> RECORD SET:
▬▬▬▬▬▬▬▬▬▬
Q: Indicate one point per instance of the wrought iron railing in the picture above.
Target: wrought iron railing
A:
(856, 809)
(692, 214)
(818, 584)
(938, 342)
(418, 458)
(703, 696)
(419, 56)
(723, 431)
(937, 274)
▬▬▬▬▬▬▬▬▬▬
> DIRECTIONS FOR THIS TASK: Put the material above into a Markdown table with two columns, No. and Text. Give each non-blank line its own row and number the rows in order.

> TASK RESPONSE:
| No. | Text |
|---|---|
| 1 | Q: Indicate one point per instance of the wrought iron railing in the picture above. |
| 2 | Target: wrought iron railing |
| 3 | A: |
| 4 | (856, 809) |
| 5 | (692, 214) |
| 6 | (818, 584) |
| 7 | (938, 342) |
| 8 | (418, 458) |
| 9 | (703, 696) |
| 10 | (419, 56) |
| 11 | (723, 431) |
| 12 | (937, 274) |